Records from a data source
━━━━
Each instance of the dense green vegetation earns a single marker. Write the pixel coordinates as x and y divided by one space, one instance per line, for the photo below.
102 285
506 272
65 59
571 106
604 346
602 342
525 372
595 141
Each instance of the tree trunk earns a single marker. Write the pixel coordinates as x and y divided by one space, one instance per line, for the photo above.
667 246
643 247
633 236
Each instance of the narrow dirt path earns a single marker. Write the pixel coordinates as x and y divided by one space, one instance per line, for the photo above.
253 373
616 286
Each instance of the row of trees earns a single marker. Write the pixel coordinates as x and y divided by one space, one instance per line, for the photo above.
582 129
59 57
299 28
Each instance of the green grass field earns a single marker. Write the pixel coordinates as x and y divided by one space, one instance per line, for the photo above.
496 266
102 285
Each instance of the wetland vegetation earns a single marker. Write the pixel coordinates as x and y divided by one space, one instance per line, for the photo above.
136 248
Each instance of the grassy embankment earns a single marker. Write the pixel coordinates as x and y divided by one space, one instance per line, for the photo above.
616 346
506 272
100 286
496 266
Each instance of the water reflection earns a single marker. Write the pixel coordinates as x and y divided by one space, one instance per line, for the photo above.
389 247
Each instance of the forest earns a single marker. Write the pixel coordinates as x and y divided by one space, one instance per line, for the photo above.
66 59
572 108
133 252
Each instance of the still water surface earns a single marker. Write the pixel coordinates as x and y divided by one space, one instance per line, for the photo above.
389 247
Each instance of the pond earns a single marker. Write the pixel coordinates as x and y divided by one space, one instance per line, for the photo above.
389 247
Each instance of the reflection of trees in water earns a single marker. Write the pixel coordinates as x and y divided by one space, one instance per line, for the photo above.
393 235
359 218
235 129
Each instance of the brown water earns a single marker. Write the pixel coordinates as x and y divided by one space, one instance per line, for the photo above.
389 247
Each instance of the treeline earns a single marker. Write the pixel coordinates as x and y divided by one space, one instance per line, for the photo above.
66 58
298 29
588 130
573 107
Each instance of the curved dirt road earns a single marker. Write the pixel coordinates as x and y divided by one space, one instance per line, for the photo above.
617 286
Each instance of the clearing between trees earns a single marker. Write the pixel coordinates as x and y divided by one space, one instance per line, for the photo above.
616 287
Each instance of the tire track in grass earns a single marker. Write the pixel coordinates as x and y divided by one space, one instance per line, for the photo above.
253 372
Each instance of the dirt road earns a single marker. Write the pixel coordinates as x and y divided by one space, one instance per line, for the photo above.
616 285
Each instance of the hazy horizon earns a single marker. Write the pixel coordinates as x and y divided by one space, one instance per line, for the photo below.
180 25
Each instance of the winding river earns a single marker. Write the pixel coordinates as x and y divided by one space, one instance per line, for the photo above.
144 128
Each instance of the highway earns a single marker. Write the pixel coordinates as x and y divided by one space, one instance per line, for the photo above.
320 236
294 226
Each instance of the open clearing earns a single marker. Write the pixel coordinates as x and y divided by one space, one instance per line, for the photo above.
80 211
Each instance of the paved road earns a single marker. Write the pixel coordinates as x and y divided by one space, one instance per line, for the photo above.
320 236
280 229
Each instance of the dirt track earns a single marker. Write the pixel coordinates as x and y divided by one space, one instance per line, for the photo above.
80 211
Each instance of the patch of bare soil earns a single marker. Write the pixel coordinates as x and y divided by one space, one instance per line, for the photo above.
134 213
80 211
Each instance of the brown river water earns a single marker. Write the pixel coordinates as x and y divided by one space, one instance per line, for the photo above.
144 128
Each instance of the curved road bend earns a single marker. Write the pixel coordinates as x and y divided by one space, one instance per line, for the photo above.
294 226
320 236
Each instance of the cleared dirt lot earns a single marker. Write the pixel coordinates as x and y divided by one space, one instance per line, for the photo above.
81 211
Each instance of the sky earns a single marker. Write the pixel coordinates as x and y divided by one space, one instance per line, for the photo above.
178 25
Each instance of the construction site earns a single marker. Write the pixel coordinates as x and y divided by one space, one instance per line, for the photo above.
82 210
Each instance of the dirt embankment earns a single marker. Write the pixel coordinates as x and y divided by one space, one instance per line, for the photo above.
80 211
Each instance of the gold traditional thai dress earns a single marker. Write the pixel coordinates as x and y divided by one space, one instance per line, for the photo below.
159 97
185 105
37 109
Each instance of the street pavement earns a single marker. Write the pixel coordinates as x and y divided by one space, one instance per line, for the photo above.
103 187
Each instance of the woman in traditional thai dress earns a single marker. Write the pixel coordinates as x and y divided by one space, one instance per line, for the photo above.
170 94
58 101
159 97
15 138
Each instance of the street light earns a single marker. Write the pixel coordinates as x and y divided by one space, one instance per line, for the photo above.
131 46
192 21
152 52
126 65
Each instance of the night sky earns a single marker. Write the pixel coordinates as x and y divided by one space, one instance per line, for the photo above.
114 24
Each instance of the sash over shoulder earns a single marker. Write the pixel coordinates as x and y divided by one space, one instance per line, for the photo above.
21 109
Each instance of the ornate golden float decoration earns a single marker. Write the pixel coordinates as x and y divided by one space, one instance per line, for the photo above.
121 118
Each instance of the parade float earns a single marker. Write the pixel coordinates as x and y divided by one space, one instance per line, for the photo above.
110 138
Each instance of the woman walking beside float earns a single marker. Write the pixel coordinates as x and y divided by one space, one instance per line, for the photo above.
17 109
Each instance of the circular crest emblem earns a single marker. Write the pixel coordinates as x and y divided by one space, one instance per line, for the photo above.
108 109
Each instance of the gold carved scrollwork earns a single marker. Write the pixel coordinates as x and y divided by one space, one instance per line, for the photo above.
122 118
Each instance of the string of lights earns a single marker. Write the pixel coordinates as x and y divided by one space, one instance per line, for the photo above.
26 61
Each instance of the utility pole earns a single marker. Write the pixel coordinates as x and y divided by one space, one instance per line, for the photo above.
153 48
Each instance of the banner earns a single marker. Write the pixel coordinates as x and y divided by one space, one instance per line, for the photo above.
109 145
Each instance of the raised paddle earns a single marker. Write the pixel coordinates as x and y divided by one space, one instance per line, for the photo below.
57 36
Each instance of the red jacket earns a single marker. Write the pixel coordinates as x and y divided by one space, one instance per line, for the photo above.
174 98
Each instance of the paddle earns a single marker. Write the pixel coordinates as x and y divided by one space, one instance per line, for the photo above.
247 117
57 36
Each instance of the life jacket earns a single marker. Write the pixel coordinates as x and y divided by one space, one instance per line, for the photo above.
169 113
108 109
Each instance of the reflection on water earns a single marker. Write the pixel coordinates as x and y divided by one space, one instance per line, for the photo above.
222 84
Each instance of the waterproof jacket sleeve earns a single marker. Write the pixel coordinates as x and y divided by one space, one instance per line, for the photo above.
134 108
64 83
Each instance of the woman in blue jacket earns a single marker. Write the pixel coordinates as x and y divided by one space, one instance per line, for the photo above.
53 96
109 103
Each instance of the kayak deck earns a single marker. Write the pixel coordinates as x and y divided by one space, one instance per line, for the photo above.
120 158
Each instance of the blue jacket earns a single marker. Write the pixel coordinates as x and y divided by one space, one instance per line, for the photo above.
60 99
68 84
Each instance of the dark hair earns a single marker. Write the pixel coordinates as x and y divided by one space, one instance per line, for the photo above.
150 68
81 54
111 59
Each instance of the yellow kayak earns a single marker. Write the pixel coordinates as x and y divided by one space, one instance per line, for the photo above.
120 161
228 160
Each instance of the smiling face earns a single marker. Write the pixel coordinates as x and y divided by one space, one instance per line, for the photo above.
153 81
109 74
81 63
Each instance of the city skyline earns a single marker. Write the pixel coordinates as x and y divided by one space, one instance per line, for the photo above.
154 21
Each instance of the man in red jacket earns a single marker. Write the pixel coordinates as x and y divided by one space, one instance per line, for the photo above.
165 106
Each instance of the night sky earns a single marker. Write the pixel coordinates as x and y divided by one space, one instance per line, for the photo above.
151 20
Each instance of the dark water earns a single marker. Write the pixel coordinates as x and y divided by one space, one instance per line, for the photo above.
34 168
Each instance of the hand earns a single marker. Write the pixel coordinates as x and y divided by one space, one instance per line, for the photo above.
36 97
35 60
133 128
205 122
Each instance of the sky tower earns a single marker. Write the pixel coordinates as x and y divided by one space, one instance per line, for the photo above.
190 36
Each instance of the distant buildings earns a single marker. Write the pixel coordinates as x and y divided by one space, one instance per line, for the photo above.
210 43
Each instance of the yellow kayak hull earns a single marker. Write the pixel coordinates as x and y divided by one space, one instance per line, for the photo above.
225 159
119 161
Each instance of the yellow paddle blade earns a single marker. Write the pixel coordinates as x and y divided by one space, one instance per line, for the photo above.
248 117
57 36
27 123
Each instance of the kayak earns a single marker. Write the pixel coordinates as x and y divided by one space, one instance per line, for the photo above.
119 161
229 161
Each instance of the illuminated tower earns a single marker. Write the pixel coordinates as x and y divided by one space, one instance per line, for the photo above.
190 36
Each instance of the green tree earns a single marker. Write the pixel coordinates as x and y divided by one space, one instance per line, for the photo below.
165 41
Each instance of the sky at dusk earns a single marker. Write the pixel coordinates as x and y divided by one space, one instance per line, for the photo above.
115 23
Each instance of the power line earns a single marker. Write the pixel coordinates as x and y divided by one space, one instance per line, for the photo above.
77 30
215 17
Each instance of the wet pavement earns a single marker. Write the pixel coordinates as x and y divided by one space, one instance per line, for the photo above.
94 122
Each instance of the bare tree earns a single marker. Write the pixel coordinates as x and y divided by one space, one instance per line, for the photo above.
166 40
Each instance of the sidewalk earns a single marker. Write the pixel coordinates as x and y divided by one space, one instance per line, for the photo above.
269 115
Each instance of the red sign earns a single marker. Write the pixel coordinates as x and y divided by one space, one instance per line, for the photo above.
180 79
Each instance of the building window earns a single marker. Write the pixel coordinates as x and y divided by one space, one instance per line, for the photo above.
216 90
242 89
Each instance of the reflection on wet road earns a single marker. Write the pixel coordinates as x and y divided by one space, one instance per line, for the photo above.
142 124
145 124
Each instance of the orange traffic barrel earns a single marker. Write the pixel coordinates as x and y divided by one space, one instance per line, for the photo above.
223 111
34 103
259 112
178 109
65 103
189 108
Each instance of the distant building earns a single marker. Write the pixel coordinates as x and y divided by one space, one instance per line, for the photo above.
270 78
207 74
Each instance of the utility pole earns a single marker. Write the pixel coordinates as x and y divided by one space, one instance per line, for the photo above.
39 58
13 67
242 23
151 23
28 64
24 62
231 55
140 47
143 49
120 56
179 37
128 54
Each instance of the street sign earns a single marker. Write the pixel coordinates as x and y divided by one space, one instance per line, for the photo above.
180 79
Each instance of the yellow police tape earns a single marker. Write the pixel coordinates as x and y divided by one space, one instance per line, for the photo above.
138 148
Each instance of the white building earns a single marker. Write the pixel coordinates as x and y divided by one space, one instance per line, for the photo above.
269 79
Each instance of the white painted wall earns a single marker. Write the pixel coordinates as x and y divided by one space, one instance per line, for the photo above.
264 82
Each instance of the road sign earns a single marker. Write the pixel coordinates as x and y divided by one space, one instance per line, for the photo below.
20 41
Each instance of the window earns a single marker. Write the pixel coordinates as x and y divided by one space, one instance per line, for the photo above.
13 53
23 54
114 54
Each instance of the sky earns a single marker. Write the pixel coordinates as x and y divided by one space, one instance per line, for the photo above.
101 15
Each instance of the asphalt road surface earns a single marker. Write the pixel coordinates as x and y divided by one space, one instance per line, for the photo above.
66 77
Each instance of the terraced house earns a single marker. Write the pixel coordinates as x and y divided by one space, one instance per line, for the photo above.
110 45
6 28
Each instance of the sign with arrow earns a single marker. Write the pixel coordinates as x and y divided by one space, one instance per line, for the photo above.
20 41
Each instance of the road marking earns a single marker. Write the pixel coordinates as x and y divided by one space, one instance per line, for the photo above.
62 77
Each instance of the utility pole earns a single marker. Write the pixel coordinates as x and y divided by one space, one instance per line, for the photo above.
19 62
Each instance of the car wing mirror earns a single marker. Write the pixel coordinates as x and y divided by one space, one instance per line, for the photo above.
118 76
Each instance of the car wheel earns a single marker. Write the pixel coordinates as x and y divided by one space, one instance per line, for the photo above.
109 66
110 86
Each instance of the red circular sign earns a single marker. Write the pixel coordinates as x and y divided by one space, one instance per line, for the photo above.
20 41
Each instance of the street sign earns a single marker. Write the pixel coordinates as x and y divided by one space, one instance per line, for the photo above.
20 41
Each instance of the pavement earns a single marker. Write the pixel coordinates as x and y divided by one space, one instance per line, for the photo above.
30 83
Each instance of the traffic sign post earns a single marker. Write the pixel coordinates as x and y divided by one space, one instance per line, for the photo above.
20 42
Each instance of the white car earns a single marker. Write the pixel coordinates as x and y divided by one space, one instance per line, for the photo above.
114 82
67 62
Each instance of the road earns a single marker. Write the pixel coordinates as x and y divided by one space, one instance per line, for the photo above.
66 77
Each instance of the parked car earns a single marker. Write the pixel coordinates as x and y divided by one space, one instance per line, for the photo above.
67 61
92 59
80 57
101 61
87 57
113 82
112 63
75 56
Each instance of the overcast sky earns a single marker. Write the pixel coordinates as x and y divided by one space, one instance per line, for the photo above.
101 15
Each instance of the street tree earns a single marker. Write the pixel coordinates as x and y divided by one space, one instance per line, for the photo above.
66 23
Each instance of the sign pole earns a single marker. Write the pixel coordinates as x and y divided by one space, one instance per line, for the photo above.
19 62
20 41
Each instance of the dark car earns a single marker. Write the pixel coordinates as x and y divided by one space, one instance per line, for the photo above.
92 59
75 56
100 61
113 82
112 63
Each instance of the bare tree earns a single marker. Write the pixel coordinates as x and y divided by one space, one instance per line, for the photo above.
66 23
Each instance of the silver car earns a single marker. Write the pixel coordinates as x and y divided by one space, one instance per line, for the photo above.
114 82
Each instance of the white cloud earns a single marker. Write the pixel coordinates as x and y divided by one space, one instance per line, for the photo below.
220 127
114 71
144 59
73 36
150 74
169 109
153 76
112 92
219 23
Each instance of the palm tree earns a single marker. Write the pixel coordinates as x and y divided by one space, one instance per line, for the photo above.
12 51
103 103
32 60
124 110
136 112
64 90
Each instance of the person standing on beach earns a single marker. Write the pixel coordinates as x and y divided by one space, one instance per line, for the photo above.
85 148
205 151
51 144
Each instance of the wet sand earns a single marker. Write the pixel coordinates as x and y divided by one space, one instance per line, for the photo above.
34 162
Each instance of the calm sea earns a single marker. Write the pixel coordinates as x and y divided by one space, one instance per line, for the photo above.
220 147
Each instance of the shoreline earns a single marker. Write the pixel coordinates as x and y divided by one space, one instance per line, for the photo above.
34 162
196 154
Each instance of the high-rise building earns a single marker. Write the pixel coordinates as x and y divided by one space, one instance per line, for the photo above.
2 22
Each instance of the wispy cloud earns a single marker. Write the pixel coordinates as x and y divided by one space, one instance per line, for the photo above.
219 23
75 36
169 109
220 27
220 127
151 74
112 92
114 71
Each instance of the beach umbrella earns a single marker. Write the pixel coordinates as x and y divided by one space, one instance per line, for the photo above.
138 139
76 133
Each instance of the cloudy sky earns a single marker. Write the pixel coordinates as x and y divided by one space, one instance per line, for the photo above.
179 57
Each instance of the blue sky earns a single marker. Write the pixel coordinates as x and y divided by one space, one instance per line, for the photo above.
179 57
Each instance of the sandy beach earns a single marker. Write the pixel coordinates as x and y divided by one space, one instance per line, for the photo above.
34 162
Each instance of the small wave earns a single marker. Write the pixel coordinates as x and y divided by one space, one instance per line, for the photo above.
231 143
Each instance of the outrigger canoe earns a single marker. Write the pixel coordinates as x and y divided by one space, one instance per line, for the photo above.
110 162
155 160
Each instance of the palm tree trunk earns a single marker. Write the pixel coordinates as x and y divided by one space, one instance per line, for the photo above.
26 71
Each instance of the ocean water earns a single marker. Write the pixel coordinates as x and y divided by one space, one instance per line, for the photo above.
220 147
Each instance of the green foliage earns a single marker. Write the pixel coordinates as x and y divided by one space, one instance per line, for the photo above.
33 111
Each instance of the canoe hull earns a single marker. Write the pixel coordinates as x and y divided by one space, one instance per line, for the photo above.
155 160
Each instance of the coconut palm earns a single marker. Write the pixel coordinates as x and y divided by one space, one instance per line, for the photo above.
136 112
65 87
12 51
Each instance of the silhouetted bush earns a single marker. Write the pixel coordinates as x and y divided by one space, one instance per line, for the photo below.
━━━━
Set down only these lines, exactly: the line containing "Each instance of the sandy" and each line after it, through the end of the listing.

● ANSWER TO THIS EXERCISE:
Each instance of the sandy beach earns a single marker. Write the pixel coordinates as x and y divided by one space, one instance per line, for the photo above.
34 162
Each instance of the small wave earns a single marker. Write the pixel coordinates as x and y divided by one space, one instance per line, for the photo above.
231 143
Each instance of the outrigger canoe earns a single marker. Write the pixel coordinates as x and y divided by one space, one instance per line, for the photo above.
110 162
155 160
Each instance of the palm tree trunk earns a single marker. Write the pixel coordinates as x and y divided by one space, one instance per line, for the photo above.
26 71
Each instance of the ocean water earns a single marker. Write the pixel coordinates as x and y divided by one space, one instance per line, for the photo above.
220 147
Each instance of the green foliage earns a single marker. Write the pixel coordinates as x and y divided by one space, one instance per line, for the photo above.
33 111
Each instance of the canoe hull earns a single marker. Write the pixel coordinates as x and y divided by one space, one instance per line, for the photo above.
155 160
Each instance of the coconut palm earns a single marker. Write the pixel coordinates as x and y divided by one space, one instance per line, for the photo above.
136 112
65 87
12 51
Each instance of the silhouetted bush earns a single marker. Write the pixel coordinates as x and y divided by one space, one instance per line, for the photo below.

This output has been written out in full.